> RECORDS SUPPLIED

---+---

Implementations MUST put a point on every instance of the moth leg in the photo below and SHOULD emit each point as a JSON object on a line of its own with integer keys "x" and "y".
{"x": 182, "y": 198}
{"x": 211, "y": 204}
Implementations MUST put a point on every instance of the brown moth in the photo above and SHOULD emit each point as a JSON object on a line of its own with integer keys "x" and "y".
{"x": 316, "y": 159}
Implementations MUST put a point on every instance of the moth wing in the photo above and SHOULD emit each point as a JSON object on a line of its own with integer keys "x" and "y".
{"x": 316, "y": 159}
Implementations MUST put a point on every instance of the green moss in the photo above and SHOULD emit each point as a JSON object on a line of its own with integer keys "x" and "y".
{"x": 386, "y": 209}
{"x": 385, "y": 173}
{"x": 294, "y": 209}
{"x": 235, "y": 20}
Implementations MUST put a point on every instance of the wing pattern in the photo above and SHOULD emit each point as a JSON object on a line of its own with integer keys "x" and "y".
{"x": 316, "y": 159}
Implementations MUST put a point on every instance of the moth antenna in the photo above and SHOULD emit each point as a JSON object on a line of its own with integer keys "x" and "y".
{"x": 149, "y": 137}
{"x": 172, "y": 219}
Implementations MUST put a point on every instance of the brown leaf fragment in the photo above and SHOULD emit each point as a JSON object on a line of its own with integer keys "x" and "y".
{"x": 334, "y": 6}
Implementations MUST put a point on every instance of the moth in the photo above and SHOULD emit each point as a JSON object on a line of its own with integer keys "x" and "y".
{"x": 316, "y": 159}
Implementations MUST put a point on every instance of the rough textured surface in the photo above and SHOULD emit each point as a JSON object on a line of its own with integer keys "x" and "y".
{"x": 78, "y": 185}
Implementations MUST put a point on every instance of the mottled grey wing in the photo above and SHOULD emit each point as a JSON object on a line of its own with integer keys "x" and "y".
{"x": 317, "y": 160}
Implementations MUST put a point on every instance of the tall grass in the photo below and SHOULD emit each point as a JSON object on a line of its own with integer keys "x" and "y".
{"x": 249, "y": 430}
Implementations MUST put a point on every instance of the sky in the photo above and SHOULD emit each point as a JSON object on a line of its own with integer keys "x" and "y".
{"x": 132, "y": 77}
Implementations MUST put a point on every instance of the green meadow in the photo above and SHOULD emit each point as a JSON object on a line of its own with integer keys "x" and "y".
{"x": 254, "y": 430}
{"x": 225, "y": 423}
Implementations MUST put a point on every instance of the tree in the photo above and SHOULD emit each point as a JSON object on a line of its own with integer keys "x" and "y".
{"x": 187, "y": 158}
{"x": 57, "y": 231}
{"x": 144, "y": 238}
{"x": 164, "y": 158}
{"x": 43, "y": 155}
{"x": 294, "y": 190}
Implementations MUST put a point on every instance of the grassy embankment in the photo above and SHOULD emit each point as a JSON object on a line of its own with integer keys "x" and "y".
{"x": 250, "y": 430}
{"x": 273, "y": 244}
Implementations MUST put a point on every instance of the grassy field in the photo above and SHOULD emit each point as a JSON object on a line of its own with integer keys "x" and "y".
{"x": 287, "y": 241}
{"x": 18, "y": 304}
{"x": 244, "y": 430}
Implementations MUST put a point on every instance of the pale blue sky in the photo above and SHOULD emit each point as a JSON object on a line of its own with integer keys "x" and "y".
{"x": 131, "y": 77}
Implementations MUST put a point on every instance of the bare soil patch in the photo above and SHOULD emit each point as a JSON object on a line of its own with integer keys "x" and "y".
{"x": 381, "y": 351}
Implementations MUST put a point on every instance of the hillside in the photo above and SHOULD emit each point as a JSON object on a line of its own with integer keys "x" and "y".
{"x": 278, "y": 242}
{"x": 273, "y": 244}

---+---

> PROBLEM TO SOLVE
The response must reproduce the whole listing exactly.

> EXERCISE OUTPUT
Implementations MUST put a point on every instance of the moth leg in the photo below and SHOULD emit each point as a JSON object on a line of its own with integer keys "x" and "y".
{"x": 182, "y": 198}
{"x": 211, "y": 204}
Implementations MUST put a point on every instance of the brown moth in the photo above and SHOULD emit each point as a JSON object on a line of its own with integer keys "x" and "y".
{"x": 316, "y": 159}
Implementations MUST put a point on every instance of the moth wing in the photo above and SHOULD emit each point as a JSON object on a line of its own with integer keys "x" and "y".
{"x": 316, "y": 159}
Implementations MUST put a point on every instance of the green moss in the photo above and SHOULD emit each point as a JSON object on a line of its own with integer keys "x" and "y".
{"x": 386, "y": 209}
{"x": 385, "y": 173}
{"x": 294, "y": 209}
{"x": 235, "y": 20}
Implementations MUST put a point on every instance of the wing pattern in the photo above and SHOULD emit each point as a JSON object on a line of its own with integer keys "x" and "y".
{"x": 316, "y": 159}
Implementations MUST put a point on every instance of the moth antenna in the photo above and SHOULD emit each point as a JSON object on a line of its own with integer keys "x" and "y".
{"x": 149, "y": 137}
{"x": 172, "y": 219}
Implementations MUST put a point on every instance of the brown leaf fragment in the photo above and SHOULD emit each point as a JSON object on a line of its own with integer keys "x" and "y".
{"x": 334, "y": 6}
Implementations MUST put a point on every instance of the moth in the photo above and SHOULD emit each point as a JSON object on a line of its own with integer keys "x" and "y".
{"x": 316, "y": 159}
Implementations MUST put a point on every instance of the rough textured surface in the photo above and SHOULD emit each point as a JSON object on a line of its own with integer keys "x" and "y".
{"x": 78, "y": 185}
Implementations MUST put a point on every instance of the mottled grey wing in the photo above and SHOULD emit each point as a JSON object on a line of its own with integer keys "x" and "y".
{"x": 317, "y": 160}
Implementations MUST put a point on every instance of the tall grass in the photo below and SHOULD emit each point as a JSON object on a line of its own with integer keys "x" and "y".
{"x": 249, "y": 430}
Implementations MUST put a point on every instance of the sky in the photo above and SHOULD emit each point as a JSON object on a line of its own with integer keys "x" and "y".
{"x": 132, "y": 77}
Implementations MUST put a point on every instance of the green meadow in the photo above and SHOULD emit each point as a JSON object on a line of its own with integer keys "x" and "y".
{"x": 254, "y": 430}
{"x": 225, "y": 423}
Implementations MUST put a point on every instance of the tree in the photo above and SHOULD emit each point as a JSON object on a line of its own with integer keys "x" and "y".
{"x": 187, "y": 158}
{"x": 57, "y": 231}
{"x": 144, "y": 238}
{"x": 164, "y": 158}
{"x": 43, "y": 155}
{"x": 294, "y": 190}
Implementations MUST put a point on every instance of the grassy embankment in the photo above and SHOULD emit each point as a JSON object on a line of its own with integer keys "x" and "y".
{"x": 250, "y": 430}
{"x": 273, "y": 244}
Implementations MUST put a point on every instance of the grassy field in the photo above and SHOULD emit each point as a JSON object on a line of its own with integer keys "x" and "y".
{"x": 287, "y": 241}
{"x": 18, "y": 304}
{"x": 244, "y": 430}
Implementations MUST put a point on every instance of the pale blue sky in the photo above and SHOULD emit each point as a JSON object on a line of its own with integer keys "x" and "y".
{"x": 131, "y": 77}
Implementations MUST put a point on every instance of the bare soil patch in the photo above and SHOULD emit each point as a JSON object on a line of its own with integer keys "x" and "y".
{"x": 381, "y": 351}
Implementations MUST put a point on every instance of the hillside in the photo above and SHOULD emit each point as a JSON object on a line of its own with integer keys "x" and "y".
{"x": 278, "y": 242}
{"x": 273, "y": 244}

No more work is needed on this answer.